» **Your task**
Copy the passage on Alaska's automated weather balloon launchers, starting at the words "Scott says positions" and stopping after "Anchorage and Juneau.", and swap "forecast stations" for "regional hubs".

» **Given passage**

Outside what looks part RV, part Mars base, National Weather Service meteorologist Ed Plumb describes automated steps leading up to a balloon launch.

“This beeping starts about 15 minutes before the balloons can release, and this is indicating that there’s hydrogen now flowing and filling up the balloon,” Plumb said.

The $700,000 robot sits on a gravel pad near Fairbanks International Airport, the same location where twice daily launches have occurred for decades. The new automated launcher responds to the push of a button at the Weather Service’s Fairbanks headquarters five miles away, sparing staff from twice trips to manually deploy the atmospheric data gathering balloons. Plumb says meteorologists will use the freed up time to work more closely with government agency and industry customers.

”So the Weather Service has sorta shifted its paradigm. This is just a little piece where it gives us more time to do that sort of mission,” Plumb said.

“Our plan is to reinvest these positions and re-invest the people,” Weather Service regional director Carven Scott said.

Scott says positions eliminated by auto launchers at 11 rural Weather Service offices will shift to forecast stations in Fairbanks, Anchorage and Juneau.

“We will lose some capability, some operation capability, at these WSOs,” Scott said.

Jim Brader is a longtime agency meteorologist in Fairbanks, and Alaska chair of the National Weather Service Employees Organization, which takes issue with the automation and downsizing of rural Alaska offices.

”We basically are spending $17 million in Alaska to outsource 30 jobs across rural Alaska, where jobs are highly needed, and reducing services to rural Alaska too.”

» **Given data**
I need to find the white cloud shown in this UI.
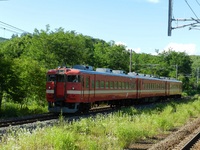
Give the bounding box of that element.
[164,43,197,55]
[115,41,127,46]
[147,0,160,3]
[133,47,141,53]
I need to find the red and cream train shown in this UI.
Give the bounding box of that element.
[46,65,182,113]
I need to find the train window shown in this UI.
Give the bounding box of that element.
[56,74,65,82]
[114,81,117,89]
[118,82,122,89]
[67,75,81,82]
[92,80,94,89]
[100,81,104,89]
[126,82,129,89]
[86,78,90,88]
[122,82,125,89]
[110,81,113,89]
[96,80,99,89]
[47,74,56,82]
[106,81,109,89]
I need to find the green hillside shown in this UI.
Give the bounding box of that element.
[0,37,8,42]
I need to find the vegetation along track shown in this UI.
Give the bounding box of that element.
[0,113,58,128]
[0,107,113,128]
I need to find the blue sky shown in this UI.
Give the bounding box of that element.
[0,0,200,55]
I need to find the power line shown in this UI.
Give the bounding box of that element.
[196,0,200,6]
[0,27,20,34]
[0,21,29,33]
[185,0,199,19]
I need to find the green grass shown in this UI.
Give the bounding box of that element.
[0,102,48,118]
[0,97,200,150]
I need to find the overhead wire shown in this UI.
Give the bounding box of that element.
[185,0,199,19]
[196,0,200,6]
[0,21,28,33]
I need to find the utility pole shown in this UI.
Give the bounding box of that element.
[176,64,178,79]
[129,49,132,72]
[197,67,199,89]
[168,0,200,36]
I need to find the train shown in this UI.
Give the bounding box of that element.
[46,65,182,113]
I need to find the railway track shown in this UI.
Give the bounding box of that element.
[181,131,200,150]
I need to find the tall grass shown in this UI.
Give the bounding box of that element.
[0,97,200,150]
[0,101,48,118]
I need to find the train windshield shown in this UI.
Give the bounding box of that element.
[47,74,56,82]
[67,75,81,82]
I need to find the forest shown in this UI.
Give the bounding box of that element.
[0,25,200,108]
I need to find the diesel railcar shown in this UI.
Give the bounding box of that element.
[46,65,182,113]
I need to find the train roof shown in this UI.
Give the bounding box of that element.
[48,65,181,82]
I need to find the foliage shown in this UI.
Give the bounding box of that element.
[0,96,200,150]
[0,25,200,110]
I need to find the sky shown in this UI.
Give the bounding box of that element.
[0,0,200,55]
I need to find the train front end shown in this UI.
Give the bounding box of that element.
[46,67,81,113]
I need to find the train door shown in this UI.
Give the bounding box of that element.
[136,78,141,99]
[54,74,66,101]
[82,74,94,103]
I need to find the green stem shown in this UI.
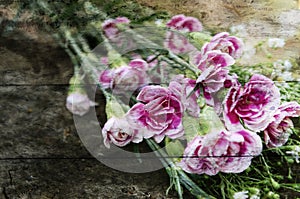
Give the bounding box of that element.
[146,139,215,199]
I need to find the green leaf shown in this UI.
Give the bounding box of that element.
[188,32,212,49]
[166,139,184,158]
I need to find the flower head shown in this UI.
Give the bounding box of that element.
[264,102,300,148]
[201,32,244,58]
[102,117,143,148]
[127,83,184,143]
[164,15,202,54]
[102,17,130,40]
[223,74,280,132]
[179,130,262,175]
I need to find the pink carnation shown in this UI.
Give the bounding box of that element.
[127,84,184,143]
[179,130,262,175]
[164,15,202,54]
[264,102,300,148]
[173,75,200,117]
[201,32,244,58]
[102,17,130,40]
[223,74,280,132]
[167,14,202,32]
[102,117,143,148]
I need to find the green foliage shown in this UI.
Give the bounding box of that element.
[91,0,169,23]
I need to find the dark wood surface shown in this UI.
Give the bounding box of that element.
[0,29,176,199]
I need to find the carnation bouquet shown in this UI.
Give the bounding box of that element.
[63,3,300,199]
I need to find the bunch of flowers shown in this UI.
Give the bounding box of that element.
[67,15,300,198]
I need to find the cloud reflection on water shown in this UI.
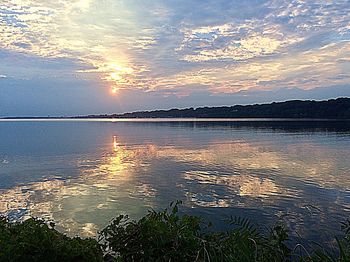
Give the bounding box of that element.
[0,126,350,236]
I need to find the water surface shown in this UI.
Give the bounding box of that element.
[0,119,350,243]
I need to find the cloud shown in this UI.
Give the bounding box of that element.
[0,0,350,101]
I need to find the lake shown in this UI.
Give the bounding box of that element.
[0,119,350,244]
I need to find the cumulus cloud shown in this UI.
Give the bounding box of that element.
[0,0,350,96]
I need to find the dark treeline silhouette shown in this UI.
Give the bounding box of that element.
[78,98,350,119]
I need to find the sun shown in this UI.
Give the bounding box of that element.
[111,86,118,95]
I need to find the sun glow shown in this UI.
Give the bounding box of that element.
[111,87,118,95]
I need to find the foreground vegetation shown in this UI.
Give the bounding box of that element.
[0,203,350,261]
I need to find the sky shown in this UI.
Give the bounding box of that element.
[0,0,350,116]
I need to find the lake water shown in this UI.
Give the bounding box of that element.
[0,119,350,243]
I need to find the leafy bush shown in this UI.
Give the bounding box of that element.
[0,202,350,262]
[0,217,103,262]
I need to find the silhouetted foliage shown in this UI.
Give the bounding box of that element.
[78,98,350,119]
[0,202,350,262]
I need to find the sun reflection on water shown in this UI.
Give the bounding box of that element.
[0,131,350,236]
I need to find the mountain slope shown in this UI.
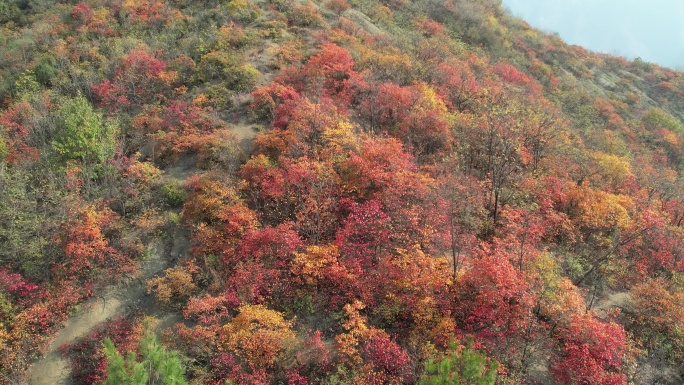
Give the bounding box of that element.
[0,0,684,384]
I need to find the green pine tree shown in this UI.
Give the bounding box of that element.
[104,320,187,385]
[420,339,498,385]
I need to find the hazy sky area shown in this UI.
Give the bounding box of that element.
[503,0,684,70]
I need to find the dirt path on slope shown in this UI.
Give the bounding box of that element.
[24,190,190,385]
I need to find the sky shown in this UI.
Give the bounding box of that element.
[503,0,684,70]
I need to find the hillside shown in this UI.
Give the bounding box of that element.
[0,0,684,385]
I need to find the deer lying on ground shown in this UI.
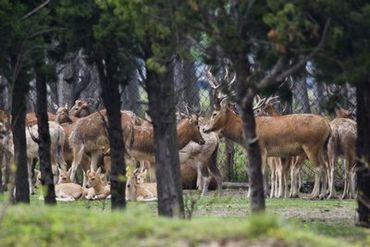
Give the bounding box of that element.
[85,167,110,200]
[26,112,56,126]
[205,99,330,198]
[179,116,222,195]
[126,167,158,202]
[124,114,205,164]
[0,121,66,193]
[328,115,357,199]
[69,110,136,181]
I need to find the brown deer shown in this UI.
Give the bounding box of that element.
[26,112,56,126]
[69,110,136,181]
[0,121,66,193]
[205,99,330,198]
[69,99,91,118]
[126,170,157,201]
[85,167,110,200]
[328,117,357,199]
[124,114,205,164]
[179,116,222,195]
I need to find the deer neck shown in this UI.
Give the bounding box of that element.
[94,181,105,194]
[177,120,191,149]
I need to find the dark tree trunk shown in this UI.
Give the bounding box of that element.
[36,68,56,205]
[225,139,235,181]
[242,91,265,212]
[236,62,266,212]
[146,60,184,217]
[96,59,126,209]
[10,78,30,203]
[121,69,141,115]
[182,60,200,111]
[293,73,311,113]
[356,81,370,228]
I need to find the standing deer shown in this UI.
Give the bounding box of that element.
[328,117,357,199]
[0,121,66,193]
[69,110,136,181]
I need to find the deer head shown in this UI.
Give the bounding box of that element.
[58,167,72,184]
[86,167,102,187]
[69,100,90,118]
[56,106,72,124]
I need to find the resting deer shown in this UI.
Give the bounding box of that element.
[205,99,330,198]
[69,110,136,181]
[26,112,56,126]
[0,121,66,193]
[124,114,205,164]
[179,115,222,195]
[126,167,157,202]
[328,118,357,199]
[85,167,110,200]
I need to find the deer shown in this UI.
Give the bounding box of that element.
[69,110,137,181]
[328,114,357,199]
[179,118,222,196]
[26,112,56,126]
[85,167,110,200]
[205,67,330,198]
[124,114,205,164]
[126,169,158,202]
[0,121,66,194]
[253,95,306,198]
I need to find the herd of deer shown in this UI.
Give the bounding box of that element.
[0,88,356,201]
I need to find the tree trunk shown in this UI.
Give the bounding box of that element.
[36,67,56,205]
[182,60,200,112]
[97,58,126,209]
[225,139,235,182]
[242,90,265,212]
[236,58,266,212]
[10,77,30,203]
[146,60,184,217]
[356,81,370,228]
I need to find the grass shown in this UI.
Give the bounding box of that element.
[0,191,370,246]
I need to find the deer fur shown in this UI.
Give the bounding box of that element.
[179,119,222,195]
[0,121,66,193]
[126,170,158,201]
[124,115,205,163]
[85,167,110,200]
[69,110,136,181]
[328,118,357,199]
[26,112,56,126]
[206,101,330,198]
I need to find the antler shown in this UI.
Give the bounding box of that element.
[253,94,266,110]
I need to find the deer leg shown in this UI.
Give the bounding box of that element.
[27,159,34,195]
[197,164,203,191]
[71,146,84,182]
[90,152,101,171]
[269,161,275,198]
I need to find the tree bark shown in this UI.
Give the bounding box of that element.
[146,60,184,217]
[35,66,56,205]
[10,77,30,203]
[242,90,266,212]
[96,58,126,209]
[225,139,235,181]
[356,81,370,228]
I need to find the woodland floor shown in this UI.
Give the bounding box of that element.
[0,190,370,246]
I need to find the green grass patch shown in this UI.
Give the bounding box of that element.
[0,205,353,246]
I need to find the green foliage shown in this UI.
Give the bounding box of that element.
[0,206,356,246]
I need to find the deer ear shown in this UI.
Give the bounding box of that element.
[96,167,101,174]
[220,98,228,109]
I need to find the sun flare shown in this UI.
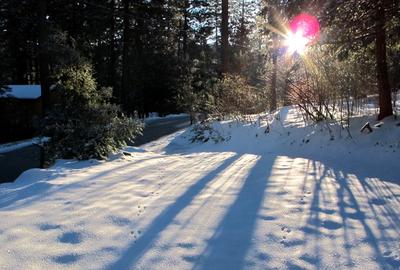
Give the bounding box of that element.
[285,31,310,55]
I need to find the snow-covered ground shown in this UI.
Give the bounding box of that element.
[0,108,400,270]
[143,113,188,124]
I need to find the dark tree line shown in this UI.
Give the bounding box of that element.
[0,0,400,118]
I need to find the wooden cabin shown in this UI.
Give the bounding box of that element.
[0,85,42,143]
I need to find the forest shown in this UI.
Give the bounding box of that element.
[0,0,400,156]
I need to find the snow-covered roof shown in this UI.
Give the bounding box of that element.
[0,85,42,99]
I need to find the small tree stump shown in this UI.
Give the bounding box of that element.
[360,122,372,133]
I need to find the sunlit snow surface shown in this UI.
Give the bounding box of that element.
[0,108,400,270]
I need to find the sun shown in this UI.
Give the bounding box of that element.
[285,31,310,55]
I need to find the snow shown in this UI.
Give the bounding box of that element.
[0,137,49,154]
[144,113,188,124]
[0,108,400,270]
[0,85,42,99]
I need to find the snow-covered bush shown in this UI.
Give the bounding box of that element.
[213,74,264,119]
[43,64,142,160]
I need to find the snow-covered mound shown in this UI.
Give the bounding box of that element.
[0,108,400,270]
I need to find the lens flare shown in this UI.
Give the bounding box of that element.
[285,13,320,54]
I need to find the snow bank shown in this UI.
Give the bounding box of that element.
[0,137,49,154]
[144,113,189,123]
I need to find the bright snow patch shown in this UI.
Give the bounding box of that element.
[0,108,400,270]
[0,85,42,99]
[0,137,49,154]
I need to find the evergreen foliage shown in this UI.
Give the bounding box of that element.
[43,64,142,160]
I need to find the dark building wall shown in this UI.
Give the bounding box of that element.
[0,98,41,143]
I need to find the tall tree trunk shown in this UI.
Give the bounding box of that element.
[37,0,51,115]
[108,0,120,92]
[375,0,393,120]
[119,0,131,109]
[182,0,190,61]
[221,0,229,73]
[269,47,278,112]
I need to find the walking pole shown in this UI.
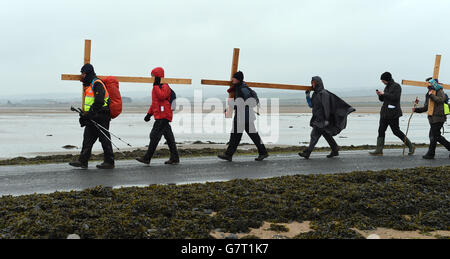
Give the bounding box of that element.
[72,107,133,147]
[70,107,120,151]
[403,97,419,156]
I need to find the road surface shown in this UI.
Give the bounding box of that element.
[0,149,450,196]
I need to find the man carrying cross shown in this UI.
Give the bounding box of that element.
[136,67,180,165]
[69,64,114,169]
[413,77,450,159]
[218,71,269,162]
[369,72,416,156]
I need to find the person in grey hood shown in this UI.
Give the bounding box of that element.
[299,76,355,159]
[369,72,416,156]
[218,71,269,162]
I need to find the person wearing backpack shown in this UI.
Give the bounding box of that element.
[298,76,355,159]
[218,71,269,162]
[69,64,115,169]
[136,67,180,165]
[413,78,450,160]
[369,72,416,156]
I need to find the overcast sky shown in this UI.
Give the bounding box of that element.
[0,0,450,97]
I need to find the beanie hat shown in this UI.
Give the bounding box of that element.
[381,72,392,82]
[233,71,244,82]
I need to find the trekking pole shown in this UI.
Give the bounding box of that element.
[403,97,419,156]
[70,107,120,151]
[72,107,133,147]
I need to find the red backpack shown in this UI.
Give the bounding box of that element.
[102,76,122,119]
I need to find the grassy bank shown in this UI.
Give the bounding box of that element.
[0,166,450,239]
[0,144,428,166]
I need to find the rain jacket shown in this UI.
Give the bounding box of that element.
[310,76,356,136]
[148,67,173,122]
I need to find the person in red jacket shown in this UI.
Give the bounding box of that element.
[136,67,180,165]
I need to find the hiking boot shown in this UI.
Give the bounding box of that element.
[405,139,416,156]
[327,151,339,158]
[164,159,180,165]
[423,153,434,160]
[255,154,269,162]
[136,157,150,165]
[369,138,384,156]
[298,150,311,159]
[97,162,115,170]
[69,161,88,169]
[217,154,233,162]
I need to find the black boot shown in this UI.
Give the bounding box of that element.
[136,157,150,165]
[255,154,269,162]
[69,161,88,169]
[327,150,339,158]
[423,152,435,160]
[217,154,233,162]
[97,162,115,170]
[298,150,311,159]
[165,158,180,165]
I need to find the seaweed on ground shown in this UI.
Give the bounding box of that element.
[0,166,450,239]
[0,144,428,166]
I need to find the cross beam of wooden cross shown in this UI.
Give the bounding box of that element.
[61,40,192,109]
[202,49,312,91]
[402,55,450,89]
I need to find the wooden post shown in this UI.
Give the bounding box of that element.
[61,40,192,111]
[80,40,91,111]
[402,55,450,89]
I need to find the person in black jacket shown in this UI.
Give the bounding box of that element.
[369,72,416,156]
[299,76,355,159]
[218,71,269,162]
[69,64,115,169]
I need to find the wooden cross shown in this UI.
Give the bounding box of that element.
[202,49,312,92]
[402,55,450,89]
[402,55,450,116]
[61,40,192,110]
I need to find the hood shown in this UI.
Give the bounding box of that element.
[80,64,97,86]
[429,79,443,91]
[311,76,325,93]
[152,67,164,78]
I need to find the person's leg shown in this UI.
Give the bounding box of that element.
[98,115,114,168]
[423,124,437,159]
[79,124,99,165]
[245,120,267,156]
[163,121,180,164]
[218,114,243,162]
[137,120,164,164]
[369,118,389,156]
[299,127,323,159]
[432,122,450,151]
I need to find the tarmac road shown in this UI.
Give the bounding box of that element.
[0,149,450,196]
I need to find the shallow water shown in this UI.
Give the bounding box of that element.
[0,114,442,158]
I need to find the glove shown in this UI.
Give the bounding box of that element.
[144,114,152,122]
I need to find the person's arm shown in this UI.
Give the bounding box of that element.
[430,90,446,104]
[414,96,428,113]
[88,82,106,118]
[380,84,402,102]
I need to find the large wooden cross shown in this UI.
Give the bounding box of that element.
[402,55,450,89]
[402,55,450,116]
[61,40,192,110]
[202,49,312,91]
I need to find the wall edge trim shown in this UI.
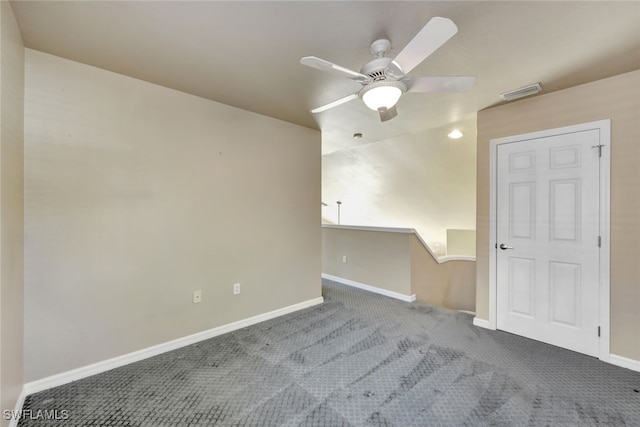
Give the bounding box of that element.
[607,353,640,372]
[9,386,27,427]
[21,297,324,398]
[322,273,416,302]
[473,316,496,330]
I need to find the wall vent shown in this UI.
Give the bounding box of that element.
[500,83,542,101]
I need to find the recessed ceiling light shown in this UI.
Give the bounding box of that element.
[447,129,464,139]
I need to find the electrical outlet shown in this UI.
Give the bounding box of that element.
[193,291,202,304]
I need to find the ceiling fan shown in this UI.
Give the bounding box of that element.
[300,17,476,122]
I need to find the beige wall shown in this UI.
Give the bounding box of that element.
[447,228,476,257]
[410,235,476,311]
[476,70,640,360]
[0,1,24,426]
[322,226,475,310]
[25,50,321,381]
[322,226,412,295]
[322,118,476,256]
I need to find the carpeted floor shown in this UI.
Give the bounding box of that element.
[19,281,640,427]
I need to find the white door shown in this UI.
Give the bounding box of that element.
[496,130,600,356]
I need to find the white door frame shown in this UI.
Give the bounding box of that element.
[484,119,611,362]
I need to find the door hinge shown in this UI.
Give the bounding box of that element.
[591,144,604,157]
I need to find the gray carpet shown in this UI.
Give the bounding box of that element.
[19,281,640,427]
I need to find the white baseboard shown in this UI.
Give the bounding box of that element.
[473,317,495,330]
[9,387,27,427]
[20,297,324,398]
[608,354,640,372]
[322,273,416,302]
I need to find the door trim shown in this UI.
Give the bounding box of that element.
[484,119,611,362]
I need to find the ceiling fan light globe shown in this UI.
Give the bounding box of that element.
[360,81,406,111]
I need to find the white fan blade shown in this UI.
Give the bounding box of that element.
[385,17,458,78]
[378,105,398,122]
[311,93,358,114]
[300,56,372,84]
[404,76,476,93]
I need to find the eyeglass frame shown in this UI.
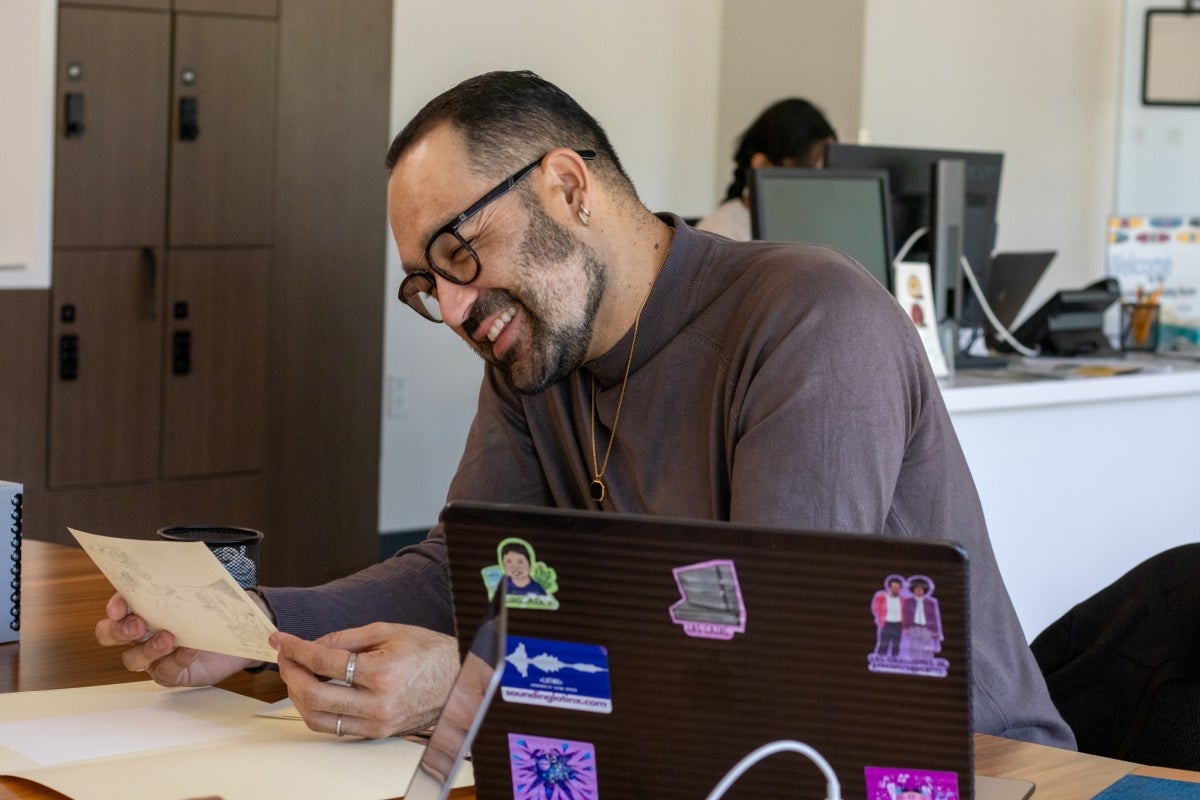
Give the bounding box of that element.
[397,150,596,323]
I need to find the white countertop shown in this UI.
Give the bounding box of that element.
[942,357,1200,415]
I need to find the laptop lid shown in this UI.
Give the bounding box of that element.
[442,504,974,800]
[404,587,508,800]
[984,249,1057,330]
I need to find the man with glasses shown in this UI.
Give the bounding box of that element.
[97,72,1074,747]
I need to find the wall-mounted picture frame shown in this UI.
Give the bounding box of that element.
[1141,2,1200,107]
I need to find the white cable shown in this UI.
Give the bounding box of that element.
[892,228,929,265]
[707,739,841,800]
[892,228,1040,357]
[961,255,1040,357]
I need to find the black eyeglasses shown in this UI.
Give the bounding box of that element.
[400,150,596,323]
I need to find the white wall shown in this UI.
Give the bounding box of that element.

» **Answer section**
Scott says positions eliminated by auto launchers at 11 rural Weather Service offices will shift to regional hubs in Fairbanks, Anchorage and Juneau.